- _Data entries_:
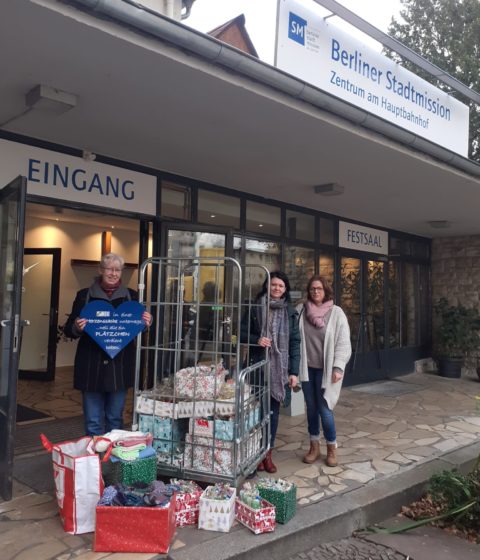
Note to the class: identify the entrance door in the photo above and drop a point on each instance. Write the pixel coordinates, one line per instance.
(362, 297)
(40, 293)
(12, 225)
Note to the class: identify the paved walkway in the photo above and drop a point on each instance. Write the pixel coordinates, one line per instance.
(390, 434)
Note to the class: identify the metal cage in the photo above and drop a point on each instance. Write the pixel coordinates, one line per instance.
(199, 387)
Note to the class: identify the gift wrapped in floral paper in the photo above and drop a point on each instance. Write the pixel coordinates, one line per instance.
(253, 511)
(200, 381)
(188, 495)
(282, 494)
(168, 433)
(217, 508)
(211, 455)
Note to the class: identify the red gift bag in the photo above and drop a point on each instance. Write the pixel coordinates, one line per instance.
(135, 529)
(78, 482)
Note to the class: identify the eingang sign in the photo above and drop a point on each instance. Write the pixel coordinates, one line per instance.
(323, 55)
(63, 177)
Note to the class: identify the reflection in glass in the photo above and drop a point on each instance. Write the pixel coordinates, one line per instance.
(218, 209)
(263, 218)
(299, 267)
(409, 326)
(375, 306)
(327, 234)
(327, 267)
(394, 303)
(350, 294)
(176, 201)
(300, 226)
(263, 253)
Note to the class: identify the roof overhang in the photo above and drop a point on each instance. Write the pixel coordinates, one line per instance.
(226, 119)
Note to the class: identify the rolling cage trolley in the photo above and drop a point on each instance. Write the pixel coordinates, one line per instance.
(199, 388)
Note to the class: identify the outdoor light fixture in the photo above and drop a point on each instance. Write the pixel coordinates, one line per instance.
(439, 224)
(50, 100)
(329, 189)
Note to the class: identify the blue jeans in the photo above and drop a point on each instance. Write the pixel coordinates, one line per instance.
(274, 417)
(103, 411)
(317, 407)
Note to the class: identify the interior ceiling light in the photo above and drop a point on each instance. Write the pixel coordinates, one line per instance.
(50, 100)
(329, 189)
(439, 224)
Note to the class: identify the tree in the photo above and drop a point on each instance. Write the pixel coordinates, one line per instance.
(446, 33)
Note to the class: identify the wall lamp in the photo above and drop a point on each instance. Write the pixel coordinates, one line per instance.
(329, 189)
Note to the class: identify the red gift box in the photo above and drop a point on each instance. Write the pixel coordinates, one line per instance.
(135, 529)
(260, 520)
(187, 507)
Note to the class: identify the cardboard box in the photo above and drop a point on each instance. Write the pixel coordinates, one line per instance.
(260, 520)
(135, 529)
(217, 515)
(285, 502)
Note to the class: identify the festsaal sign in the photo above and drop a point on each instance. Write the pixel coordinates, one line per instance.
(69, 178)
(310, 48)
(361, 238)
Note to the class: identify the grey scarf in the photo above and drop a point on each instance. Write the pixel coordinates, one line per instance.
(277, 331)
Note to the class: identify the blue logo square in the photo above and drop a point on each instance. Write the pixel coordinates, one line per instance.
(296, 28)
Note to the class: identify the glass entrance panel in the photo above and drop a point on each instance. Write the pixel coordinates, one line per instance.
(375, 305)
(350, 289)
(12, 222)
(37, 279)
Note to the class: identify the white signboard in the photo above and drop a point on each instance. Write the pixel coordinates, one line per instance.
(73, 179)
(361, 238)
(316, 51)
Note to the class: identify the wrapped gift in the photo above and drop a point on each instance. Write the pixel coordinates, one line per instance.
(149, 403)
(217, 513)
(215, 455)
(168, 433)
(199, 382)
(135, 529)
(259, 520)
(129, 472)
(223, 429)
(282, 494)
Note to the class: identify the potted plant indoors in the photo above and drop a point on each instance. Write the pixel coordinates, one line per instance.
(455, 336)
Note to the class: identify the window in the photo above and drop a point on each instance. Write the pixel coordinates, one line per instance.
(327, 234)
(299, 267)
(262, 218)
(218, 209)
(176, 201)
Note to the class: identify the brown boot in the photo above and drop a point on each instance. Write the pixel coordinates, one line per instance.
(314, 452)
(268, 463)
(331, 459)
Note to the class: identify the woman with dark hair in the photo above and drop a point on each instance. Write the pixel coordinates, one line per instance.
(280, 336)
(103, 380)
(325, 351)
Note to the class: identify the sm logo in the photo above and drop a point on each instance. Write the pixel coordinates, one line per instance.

- _EXERCISE_:
Drop the images and quote the entries word for word.

- _RESPONSE TO THIS TASK_:
Note to the class: identify the entrance door in the photo above and drop a point on each instance. Write the pixel coordinates, one line per instance.
(362, 297)
(40, 293)
(12, 225)
Note to the class: identify the paved walkway in the photo above and drop a point on each instance. Write the pixel coordinates, one line per instance.
(390, 434)
Note to the class: identify the metal cage in the photo above and drop a point on each instance. Write the pixel coordinates, one line per instance.
(199, 387)
Note to the class: identify the gift wrapped in floral paper in the photo above and drop a point on each instance. Write the pixel coordinates, one line per instance.
(253, 511)
(200, 381)
(188, 495)
(282, 494)
(168, 433)
(217, 508)
(211, 455)
Note to the class: identify the red gift bag in the photo above and drop a point on each instance. Write the pixel coordinates, one line per instance.
(135, 529)
(78, 482)
Note to the class: identify the eingang sign in the photo above and drop a point on each instance. Write the pixel coordinates, one line per instance.
(323, 55)
(63, 177)
Note to the class: identify the reflection in glass in the photo above and drop a point on each instance. Write the pixel coordinates, one line per instance.
(218, 209)
(263, 218)
(299, 267)
(409, 326)
(375, 306)
(327, 234)
(327, 267)
(394, 303)
(350, 294)
(176, 201)
(300, 226)
(263, 253)
Note to the class: identify the roof overhang in the photo above and drop a point on each instance. Write the pixel coordinates, one line per instance.
(226, 119)
Note to the class: identify the rolling cage trolley in the photo above and drop a point on each instance. Write the pixel coordinates, one line per instance.
(199, 388)
Note to the class: identify the outdoor light fixture in the photo above and drop a point on each instance. Write the pixel coordinates, one line per instance.
(439, 224)
(50, 100)
(329, 189)
Note to the class: identify the blue jeans in the photo above and drop a point on each instance. Write the pixel coordinates, one line per instance.
(274, 417)
(103, 411)
(317, 407)
Note to the class: identify the interior ceiling light in the photo above and drop a point on each instance. Write the pixel coordinates, one line per instance.
(50, 100)
(329, 189)
(439, 224)
Note to the class: identify the tree in the photo above and drop a point on each instance. Write the pixel coordinates, one line per instance.
(446, 33)
Note to the class: identify the wall lamp in the photo above and drop a point on each instance. Write the pixel coordinates, one line per instance.
(329, 189)
Note to the class: identify the red gift box in the photo above and drop a point on each instance. Write the pixel coordinates, one line per instance.
(135, 529)
(260, 520)
(187, 507)
Note to the class: identify the cardboard box in the photo above and drop a point on each instance. Write the pixel coordinates, one line per instance.
(260, 520)
(135, 529)
(217, 515)
(285, 502)
Note to the class: identify the festsaal sign in the photo above and drop a point on each instance. Write the pixel coordinates, one line per instance.
(69, 178)
(310, 48)
(361, 238)
Note to the class: identify the grey scarf in the photo above and drop a point on each instance. Write the pixel coordinates, one line per instance.
(277, 331)
Note to the class: identify the blue logo square in the photo above and drop a point on each instance. Write the pixel coordinates, one line per instance.
(296, 28)
Note to the class: identify the glass entrance panel in the photo above and drop a point on each instance. Write the pixel coordinates, one line per instance.
(375, 305)
(350, 289)
(12, 222)
(37, 279)
Note to the class: identify the white signboard in the photo above and drop a point on each instance. Write the pixel coordinates, one line per instance.
(73, 179)
(361, 238)
(316, 51)
Note to the class: identify the wrapped gift in the photo above and drop a point on each instance. Write the pixel coordinates, one line per instance.
(149, 403)
(217, 513)
(215, 455)
(168, 433)
(199, 382)
(135, 529)
(259, 520)
(129, 472)
(223, 429)
(282, 494)
Note to the class: identify the potted plant indoors in the photo above and drop a point on each instance. Write the pixel coordinates, one line per instance.
(455, 336)
Note to the class: identify the window in the photo above and drop a point on each instance. Write the pixel coordinates, one line per instance.
(327, 234)
(299, 267)
(262, 218)
(218, 209)
(176, 201)
Note to the class: identify the brown boot in the photo above and drop a point on each instance. Write the pixel coordinates, one line per instance.
(314, 452)
(268, 463)
(331, 459)
Note to the class: identify the woman with dark hair in the photo above and drop a point on each instance. Write the pixel coordinates, one line per instance.
(280, 336)
(103, 380)
(325, 351)
Note to the class: identify the sm logo in the photo above and drop a point on each instance. Write the pixel coordinates, one line per instance.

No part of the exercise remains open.